Stated task:
Reproduce the following material word for word, keeping every line in its original order.

========================================================================

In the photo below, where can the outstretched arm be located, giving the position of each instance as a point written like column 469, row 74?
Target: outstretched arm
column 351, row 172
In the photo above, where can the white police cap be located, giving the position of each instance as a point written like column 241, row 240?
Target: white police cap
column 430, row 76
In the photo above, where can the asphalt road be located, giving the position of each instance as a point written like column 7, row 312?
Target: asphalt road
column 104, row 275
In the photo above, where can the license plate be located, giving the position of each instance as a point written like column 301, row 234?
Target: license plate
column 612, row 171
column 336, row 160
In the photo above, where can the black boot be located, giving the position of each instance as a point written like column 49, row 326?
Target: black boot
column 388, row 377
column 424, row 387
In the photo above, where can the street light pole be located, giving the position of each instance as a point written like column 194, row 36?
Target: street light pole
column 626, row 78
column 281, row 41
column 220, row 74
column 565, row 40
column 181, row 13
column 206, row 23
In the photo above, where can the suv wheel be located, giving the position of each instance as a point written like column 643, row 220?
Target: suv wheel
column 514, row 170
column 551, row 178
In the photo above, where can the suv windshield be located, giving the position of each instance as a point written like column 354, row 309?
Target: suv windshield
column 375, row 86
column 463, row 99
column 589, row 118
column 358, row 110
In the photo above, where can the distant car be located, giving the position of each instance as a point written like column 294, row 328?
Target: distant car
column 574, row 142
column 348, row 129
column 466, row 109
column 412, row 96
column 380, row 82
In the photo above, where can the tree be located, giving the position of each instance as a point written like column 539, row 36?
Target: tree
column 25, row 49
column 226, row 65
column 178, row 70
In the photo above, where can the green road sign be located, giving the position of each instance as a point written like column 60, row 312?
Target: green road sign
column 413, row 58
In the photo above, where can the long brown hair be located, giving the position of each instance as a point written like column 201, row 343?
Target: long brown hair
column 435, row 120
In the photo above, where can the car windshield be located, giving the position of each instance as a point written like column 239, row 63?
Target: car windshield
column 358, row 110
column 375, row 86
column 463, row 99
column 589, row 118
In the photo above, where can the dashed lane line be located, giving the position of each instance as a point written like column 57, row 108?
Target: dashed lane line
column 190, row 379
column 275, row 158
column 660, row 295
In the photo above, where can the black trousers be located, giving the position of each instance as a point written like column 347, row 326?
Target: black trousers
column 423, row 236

========================================================================

Solution to this problem:
In the photo below, where can the outstretched arm be located, giving the position of each instance as a point written like column 469, row 74?
Target: outstretched arm
column 351, row 172
In the photo above, where can the white police cap be located, giving the position of each instance as a point written like column 241, row 240?
Target: white police cap
column 430, row 76
In the photo above, where can the asphalt road be located, giving the position of each instance as a point written like column 7, row 312?
Target: asphalt road
column 104, row 275
In the photo above, where can the license plate be located, giving the position of each instance as a point written like column 301, row 234?
Target: license plate
column 612, row 171
column 336, row 160
In the photo above, where can the black boot be located, giving the position of each instance as a point written like column 49, row 326?
Target: black boot
column 388, row 377
column 424, row 387
In the photo above, where can the street light pole be located, giving the position of each instance as a point written like column 194, row 36?
Target: street light pole
column 626, row 78
column 281, row 41
column 220, row 74
column 565, row 40
column 181, row 13
column 206, row 23
In the photo above, where can the suv wheel be located, giving the position of each instance as a point written like column 643, row 220?
Target: suv wheel
column 514, row 170
column 551, row 178
In the photo above, where can the suv windshield be located, giving the position of each instance as a point written like column 354, row 309?
Target: suv windshield
column 375, row 86
column 463, row 99
column 589, row 118
column 358, row 110
In the photo above, where can the distant car be located, giving the position of each instance as a point written like column 294, row 328?
Target: distant car
column 574, row 142
column 348, row 129
column 466, row 109
column 412, row 96
column 380, row 82
In the photo above, where can the tree be located, giving the position of each instance as a point written like column 539, row 36?
Target: tree
column 25, row 49
column 226, row 65
column 178, row 70
In the photo above, where can the green road sign be located, giving the position of each instance as a point written like column 60, row 312?
Target: green road sign
column 413, row 58
In the photo above, where can the long brown hair be located, giving the position of each instance as a point written like column 201, row 343?
Target: long brown hair
column 435, row 120
In the photo above, where can the car windshield be located, giving the position of each instance as a point written like column 239, row 63?
Target: car windshield
column 358, row 110
column 375, row 86
column 463, row 99
column 589, row 118
In the photo above, where can the dashed lane line be located, giving the position of each instance as a point written like column 57, row 108?
Target: dashed lane line
column 190, row 379
column 275, row 158
column 660, row 295
In the photo above, where can the black trousers be located, giving the position of each instance as a point written like column 347, row 326?
Target: black trousers
column 423, row 236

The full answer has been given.